Exercise task –
Copy out the items below word for word, from the line that contains "Where can the blue" through the line that contains "pixel 219 130", both ends included, and leave out the pictures.

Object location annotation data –
- - - -

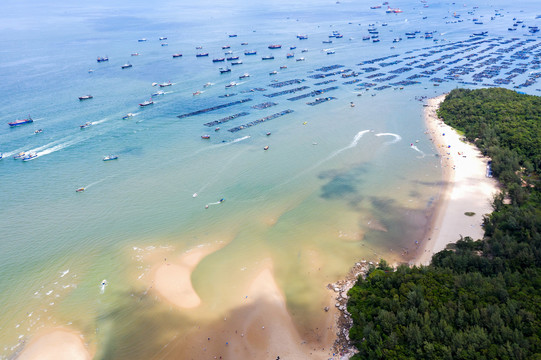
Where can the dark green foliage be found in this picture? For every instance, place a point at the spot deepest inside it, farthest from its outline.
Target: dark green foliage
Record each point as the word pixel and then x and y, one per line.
pixel 477 299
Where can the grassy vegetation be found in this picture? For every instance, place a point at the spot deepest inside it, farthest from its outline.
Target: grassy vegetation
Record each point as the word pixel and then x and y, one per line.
pixel 477 299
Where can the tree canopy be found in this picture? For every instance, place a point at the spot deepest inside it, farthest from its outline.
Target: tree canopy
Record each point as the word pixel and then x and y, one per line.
pixel 477 299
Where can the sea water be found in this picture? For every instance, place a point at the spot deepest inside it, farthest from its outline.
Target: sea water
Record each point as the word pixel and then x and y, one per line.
pixel 339 183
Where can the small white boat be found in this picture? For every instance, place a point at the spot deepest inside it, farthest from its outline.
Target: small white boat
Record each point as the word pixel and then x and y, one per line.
pixel 110 157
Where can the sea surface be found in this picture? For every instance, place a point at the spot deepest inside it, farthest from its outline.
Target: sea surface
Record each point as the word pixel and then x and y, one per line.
pixel 353 177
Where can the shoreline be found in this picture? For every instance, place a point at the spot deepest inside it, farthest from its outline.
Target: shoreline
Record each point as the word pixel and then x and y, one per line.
pixel 465 187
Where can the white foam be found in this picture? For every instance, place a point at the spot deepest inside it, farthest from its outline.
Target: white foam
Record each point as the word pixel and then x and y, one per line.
pixel 397 137
pixel 419 151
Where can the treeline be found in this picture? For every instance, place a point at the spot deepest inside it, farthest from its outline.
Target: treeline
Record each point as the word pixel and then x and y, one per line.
pixel 477 299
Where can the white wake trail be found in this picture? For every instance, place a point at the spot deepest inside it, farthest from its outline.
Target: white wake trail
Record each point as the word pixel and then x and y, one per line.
pixel 397 137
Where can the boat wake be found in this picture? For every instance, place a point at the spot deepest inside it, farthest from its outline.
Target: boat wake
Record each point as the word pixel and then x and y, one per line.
pixel 215 175
pixel 419 151
pixel 45 150
pixel 353 144
pixel 96 182
pixel 397 137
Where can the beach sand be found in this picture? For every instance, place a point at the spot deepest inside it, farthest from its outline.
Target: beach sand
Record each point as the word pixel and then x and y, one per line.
pixel 56 344
pixel 172 279
pixel 259 326
pixel 466 187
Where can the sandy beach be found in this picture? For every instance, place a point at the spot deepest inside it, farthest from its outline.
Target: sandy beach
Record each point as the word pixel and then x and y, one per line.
pixel 466 187
pixel 259 326
pixel 56 344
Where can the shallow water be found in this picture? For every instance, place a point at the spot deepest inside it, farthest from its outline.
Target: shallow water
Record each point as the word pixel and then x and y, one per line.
pixel 345 186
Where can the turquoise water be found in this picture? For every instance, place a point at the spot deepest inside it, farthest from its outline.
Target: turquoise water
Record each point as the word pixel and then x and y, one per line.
pixel 330 189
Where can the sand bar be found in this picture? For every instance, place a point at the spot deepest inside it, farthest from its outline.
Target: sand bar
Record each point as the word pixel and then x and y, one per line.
pixel 466 187
pixel 57 344
pixel 172 279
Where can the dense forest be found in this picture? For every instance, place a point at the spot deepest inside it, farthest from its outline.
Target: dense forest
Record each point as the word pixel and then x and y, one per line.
pixel 478 299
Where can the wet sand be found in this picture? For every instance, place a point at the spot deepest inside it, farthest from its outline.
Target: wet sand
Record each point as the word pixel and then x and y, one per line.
pixel 172 279
pixel 56 344
pixel 465 189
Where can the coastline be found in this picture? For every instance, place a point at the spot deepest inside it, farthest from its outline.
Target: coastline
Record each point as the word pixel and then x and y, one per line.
pixel 465 187
pixel 56 344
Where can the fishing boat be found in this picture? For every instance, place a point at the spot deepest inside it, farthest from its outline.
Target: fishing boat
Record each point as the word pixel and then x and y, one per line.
pixel 85 125
pixel 147 103
pixel 30 156
pixel 21 121
pixel 19 155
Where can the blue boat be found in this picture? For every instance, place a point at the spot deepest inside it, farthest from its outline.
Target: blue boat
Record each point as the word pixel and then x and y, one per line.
pixel 21 122
pixel 110 157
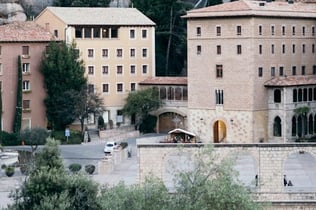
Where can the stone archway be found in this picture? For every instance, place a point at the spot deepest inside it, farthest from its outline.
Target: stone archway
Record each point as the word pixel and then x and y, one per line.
pixel 219 130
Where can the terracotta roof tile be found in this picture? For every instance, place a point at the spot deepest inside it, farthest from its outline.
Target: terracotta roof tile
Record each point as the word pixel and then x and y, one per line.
pixel 21 31
pixel 291 81
pixel 256 8
pixel 165 81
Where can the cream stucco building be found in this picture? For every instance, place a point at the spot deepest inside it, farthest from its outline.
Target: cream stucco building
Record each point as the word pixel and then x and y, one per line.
pixel 117 46
pixel 250 65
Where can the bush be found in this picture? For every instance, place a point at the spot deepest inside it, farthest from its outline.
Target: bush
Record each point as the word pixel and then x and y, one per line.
pixel 74 138
pixel 74 167
pixel 89 168
pixel 9 139
pixel 9 171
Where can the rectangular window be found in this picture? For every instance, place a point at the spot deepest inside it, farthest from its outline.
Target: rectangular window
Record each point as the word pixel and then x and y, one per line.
pixel 26 104
pixel 272 71
pixel 25 68
pixel 133 69
pixel 119 87
pixel 219 71
pixel 105 70
pixel 260 49
pixel 293 70
pixel 119 69
pixel 219 97
pixel 260 30
pixel 293 30
pixel 133 86
pixel 91 70
pixel 293 48
pixel 132 53
pixel 218 31
pixel 283 48
pixel 238 49
pixel 105 88
pixel 145 69
pixel 105 53
pixel 144 33
pixel 281 71
pixel 198 49
pixel 119 53
pixel 260 72
pixel 26 85
pixel 90 88
pixel 132 33
pixel 218 49
pixel 198 31
pixel 25 50
pixel 90 53
pixel 238 30
pixel 144 53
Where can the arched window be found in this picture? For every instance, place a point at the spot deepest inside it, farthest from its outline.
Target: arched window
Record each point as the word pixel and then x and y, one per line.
pixel 294 95
pixel 293 126
pixel 277 129
pixel 300 95
pixel 277 96
pixel 310 124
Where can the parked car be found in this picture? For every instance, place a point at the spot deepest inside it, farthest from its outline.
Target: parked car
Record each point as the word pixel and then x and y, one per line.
pixel 110 146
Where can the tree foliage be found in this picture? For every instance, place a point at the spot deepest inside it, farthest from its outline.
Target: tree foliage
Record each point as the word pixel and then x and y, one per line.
pixel 18 108
pixel 141 103
pixel 34 137
pixel 81 3
pixel 64 80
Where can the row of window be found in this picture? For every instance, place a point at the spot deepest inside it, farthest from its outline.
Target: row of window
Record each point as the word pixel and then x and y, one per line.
pixel 105 53
pixel 281 71
pixel 105 70
pixel 300 125
pixel 106 32
pixel 260 49
pixel 295 30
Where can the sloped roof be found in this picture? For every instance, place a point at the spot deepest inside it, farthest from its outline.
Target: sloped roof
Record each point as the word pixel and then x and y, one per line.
pixel 22 31
pixel 165 81
pixel 256 8
pixel 100 16
pixel 179 130
pixel 291 81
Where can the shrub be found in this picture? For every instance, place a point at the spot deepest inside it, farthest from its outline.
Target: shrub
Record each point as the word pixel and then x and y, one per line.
pixel 9 171
pixel 9 139
pixel 89 168
pixel 74 167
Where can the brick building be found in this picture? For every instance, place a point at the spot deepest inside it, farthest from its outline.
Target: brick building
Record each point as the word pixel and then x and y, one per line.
pixel 27 40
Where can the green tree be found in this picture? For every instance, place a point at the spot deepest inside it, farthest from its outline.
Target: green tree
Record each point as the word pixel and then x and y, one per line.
pixel 81 3
pixel 170 33
pixel 64 79
pixel 34 137
pixel 49 186
pixel 141 103
pixel 18 108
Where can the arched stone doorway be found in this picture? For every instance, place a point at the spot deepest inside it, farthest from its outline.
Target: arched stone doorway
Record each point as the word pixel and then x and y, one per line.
pixel 219 129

- - - -

Answer to this task –
Where can the blue boat be found in this picture? For every instance, place a point at the spot deepest inside it, farthest from its outline.
Target: blue boat
Record each point as the word pixel and then x and y, one per line.
pixel 21 122
pixel 110 157
Where can the stone archway be found in this picture? For every instance, place a point at the spot deepest inside it, farthest from its outline.
Target: stone archway
Record each point as the word pixel and then x and y, one per line.
pixel 219 130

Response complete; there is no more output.